Description of the task: Go through the records and report each line holding the string "below".

═════ Material to process ═════

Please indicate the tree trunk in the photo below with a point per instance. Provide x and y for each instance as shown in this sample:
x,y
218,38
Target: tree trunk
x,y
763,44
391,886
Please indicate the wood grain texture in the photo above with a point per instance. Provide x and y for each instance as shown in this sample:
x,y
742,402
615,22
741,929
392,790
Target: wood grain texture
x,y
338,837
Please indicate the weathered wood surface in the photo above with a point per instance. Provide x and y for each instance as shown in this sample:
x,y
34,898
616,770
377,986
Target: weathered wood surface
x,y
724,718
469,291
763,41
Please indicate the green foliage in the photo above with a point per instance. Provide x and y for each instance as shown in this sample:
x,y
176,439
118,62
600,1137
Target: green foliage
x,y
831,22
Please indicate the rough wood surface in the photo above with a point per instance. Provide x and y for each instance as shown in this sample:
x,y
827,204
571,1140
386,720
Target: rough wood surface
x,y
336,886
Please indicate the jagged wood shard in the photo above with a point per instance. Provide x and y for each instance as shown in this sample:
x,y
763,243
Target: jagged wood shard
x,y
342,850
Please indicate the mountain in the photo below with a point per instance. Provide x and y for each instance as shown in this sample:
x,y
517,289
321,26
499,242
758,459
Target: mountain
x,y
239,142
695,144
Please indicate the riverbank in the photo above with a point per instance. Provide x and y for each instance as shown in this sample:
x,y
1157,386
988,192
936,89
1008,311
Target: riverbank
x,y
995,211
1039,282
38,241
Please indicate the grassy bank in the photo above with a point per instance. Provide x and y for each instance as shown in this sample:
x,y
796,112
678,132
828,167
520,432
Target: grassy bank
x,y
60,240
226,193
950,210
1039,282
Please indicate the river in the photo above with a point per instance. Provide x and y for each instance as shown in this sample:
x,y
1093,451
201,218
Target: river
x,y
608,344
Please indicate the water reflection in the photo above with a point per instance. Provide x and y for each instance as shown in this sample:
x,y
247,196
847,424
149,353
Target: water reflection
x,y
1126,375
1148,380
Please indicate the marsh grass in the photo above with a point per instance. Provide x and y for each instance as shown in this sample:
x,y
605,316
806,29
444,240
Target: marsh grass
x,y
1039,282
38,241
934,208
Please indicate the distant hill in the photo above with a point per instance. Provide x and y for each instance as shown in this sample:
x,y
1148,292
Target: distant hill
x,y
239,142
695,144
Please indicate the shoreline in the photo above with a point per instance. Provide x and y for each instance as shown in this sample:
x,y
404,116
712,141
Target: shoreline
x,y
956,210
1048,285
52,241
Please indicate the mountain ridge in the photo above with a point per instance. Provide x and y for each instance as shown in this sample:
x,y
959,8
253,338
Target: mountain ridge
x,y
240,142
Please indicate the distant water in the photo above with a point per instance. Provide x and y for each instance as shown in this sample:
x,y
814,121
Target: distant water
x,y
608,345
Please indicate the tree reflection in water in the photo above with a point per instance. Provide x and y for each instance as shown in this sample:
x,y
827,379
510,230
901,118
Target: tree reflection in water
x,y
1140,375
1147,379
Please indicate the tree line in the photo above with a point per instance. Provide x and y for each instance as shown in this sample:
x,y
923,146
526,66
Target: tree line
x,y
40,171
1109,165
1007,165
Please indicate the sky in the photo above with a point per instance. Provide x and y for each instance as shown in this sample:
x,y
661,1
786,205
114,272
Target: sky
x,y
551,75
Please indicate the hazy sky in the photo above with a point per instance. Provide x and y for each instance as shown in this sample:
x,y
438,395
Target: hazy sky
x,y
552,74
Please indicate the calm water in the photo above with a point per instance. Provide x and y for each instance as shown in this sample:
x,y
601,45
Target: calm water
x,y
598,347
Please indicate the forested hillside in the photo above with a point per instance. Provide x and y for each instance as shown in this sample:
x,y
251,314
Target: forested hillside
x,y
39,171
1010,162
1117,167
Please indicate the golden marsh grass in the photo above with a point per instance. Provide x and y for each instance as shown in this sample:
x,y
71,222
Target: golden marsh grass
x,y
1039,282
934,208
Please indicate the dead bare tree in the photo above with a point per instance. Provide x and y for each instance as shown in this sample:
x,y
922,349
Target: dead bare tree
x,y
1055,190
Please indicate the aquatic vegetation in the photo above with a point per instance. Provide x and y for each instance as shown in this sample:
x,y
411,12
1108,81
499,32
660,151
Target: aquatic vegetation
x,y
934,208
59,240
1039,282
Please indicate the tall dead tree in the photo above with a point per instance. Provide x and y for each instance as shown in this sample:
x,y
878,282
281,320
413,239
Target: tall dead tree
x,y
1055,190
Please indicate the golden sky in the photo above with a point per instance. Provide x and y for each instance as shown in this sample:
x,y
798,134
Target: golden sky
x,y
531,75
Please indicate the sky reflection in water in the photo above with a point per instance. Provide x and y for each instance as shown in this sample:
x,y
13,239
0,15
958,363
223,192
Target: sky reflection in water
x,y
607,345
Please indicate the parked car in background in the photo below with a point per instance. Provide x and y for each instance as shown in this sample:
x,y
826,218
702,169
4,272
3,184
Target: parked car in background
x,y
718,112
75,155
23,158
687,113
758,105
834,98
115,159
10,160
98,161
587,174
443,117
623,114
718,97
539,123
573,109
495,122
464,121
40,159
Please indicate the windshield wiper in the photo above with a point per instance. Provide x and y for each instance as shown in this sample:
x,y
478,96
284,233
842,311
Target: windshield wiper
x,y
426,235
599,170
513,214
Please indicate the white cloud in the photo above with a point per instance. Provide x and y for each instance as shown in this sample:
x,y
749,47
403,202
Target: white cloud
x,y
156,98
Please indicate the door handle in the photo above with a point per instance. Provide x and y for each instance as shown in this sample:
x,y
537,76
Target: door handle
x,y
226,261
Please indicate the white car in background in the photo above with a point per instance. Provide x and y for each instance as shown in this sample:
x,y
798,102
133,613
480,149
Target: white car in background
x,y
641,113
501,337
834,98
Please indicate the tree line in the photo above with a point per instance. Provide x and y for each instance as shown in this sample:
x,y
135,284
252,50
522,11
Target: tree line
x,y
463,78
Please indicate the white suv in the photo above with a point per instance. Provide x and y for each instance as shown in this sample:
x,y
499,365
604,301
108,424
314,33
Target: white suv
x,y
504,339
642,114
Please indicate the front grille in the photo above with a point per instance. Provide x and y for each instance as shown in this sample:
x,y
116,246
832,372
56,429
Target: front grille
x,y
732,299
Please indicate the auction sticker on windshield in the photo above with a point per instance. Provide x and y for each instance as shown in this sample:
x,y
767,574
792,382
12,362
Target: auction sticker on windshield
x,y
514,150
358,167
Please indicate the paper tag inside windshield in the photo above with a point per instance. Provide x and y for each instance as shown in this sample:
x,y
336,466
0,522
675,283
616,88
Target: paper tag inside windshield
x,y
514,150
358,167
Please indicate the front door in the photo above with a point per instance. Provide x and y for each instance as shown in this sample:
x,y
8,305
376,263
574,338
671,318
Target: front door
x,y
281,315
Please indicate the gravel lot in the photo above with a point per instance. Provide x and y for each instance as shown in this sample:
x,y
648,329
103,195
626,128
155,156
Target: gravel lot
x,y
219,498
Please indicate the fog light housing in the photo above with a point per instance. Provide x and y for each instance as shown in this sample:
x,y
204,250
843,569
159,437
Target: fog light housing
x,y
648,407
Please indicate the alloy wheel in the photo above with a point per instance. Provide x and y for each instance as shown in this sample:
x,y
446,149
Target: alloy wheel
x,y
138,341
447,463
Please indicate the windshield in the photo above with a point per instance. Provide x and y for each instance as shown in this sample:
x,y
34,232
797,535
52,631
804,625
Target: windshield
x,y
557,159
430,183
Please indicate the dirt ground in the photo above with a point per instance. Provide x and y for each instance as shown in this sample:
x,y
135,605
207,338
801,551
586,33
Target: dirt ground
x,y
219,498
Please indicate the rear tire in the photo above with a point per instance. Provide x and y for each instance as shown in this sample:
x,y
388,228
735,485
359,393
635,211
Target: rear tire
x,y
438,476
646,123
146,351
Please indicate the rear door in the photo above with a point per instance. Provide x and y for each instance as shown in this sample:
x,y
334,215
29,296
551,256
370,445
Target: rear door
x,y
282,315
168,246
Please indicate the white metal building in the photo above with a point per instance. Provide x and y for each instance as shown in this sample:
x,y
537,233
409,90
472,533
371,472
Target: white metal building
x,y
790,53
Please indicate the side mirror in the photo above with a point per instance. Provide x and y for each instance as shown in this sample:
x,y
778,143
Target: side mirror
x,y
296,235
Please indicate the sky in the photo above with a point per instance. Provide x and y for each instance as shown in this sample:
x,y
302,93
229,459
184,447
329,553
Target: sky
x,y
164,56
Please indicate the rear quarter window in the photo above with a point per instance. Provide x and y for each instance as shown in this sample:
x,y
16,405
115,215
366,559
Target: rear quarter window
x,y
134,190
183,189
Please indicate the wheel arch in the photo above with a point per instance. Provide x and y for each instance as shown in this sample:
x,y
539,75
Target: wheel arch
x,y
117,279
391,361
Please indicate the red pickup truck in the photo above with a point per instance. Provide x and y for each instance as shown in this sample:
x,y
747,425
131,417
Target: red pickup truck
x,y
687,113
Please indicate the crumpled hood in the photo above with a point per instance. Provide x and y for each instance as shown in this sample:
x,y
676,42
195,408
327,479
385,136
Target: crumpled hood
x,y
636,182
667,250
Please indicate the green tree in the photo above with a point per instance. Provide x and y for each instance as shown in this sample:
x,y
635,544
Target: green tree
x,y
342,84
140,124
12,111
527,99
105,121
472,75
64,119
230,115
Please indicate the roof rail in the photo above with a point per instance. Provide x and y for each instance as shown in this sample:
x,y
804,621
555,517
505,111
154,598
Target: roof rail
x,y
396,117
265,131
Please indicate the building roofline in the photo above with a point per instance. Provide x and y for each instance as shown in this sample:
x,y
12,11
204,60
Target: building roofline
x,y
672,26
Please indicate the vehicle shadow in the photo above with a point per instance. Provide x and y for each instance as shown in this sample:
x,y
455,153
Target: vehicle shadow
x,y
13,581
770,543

═════

The completed task:
Please indicate the tree trunk in the photo below with a point per instance. Provide x and y for each instance as shown in this sample:
Please indicate the mountain in the photo below with a point per instance. Provide x and y for each instance as shown in this sample:
Please indicate the parked car in background in the photo below with a point per instance. Provide x and y for each instance as shown in this sample:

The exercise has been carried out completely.